— BEGIN EXCERPTED DATA —
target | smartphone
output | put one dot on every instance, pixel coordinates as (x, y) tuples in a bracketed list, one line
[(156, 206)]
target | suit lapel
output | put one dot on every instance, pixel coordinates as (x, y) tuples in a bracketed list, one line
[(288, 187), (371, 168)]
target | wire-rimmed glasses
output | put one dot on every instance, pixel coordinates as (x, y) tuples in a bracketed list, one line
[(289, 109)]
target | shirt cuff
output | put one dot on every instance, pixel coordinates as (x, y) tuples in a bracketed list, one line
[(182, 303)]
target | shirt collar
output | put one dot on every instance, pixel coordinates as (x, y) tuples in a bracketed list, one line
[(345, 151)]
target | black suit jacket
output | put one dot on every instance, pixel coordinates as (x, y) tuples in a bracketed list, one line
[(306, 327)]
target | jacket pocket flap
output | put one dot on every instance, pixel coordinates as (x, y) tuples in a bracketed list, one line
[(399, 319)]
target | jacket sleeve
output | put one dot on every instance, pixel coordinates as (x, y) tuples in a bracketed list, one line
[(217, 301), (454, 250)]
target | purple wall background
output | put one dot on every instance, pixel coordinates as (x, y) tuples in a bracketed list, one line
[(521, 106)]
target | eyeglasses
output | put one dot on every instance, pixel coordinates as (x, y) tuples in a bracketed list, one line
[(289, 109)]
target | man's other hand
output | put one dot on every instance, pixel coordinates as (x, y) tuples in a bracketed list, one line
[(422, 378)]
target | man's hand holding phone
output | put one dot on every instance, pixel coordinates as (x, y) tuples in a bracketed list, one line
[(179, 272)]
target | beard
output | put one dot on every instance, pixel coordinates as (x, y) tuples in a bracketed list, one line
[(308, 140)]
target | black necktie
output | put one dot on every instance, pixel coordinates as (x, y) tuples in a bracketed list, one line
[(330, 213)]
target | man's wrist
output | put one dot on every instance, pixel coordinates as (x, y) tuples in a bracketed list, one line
— END EXCERPTED DATA —
• **WHAT YOU HAVE TO DO**: Copy out verbatim everything from the line containing "target | man's other hand" down to the line containing "[(179, 272)]", with both of those lines included.

• **RESPONSE TO THE EXERCISE**:
target | man's other hand
output | put one dot on every instance, pixel coordinates as (x, y) tuples in a bracketed list, one line
[(422, 378)]
target | man's hand holding phone
output | put one dot on every instance, pixel coordinates as (x, y) tuples in a bracketed list, one line
[(179, 272)]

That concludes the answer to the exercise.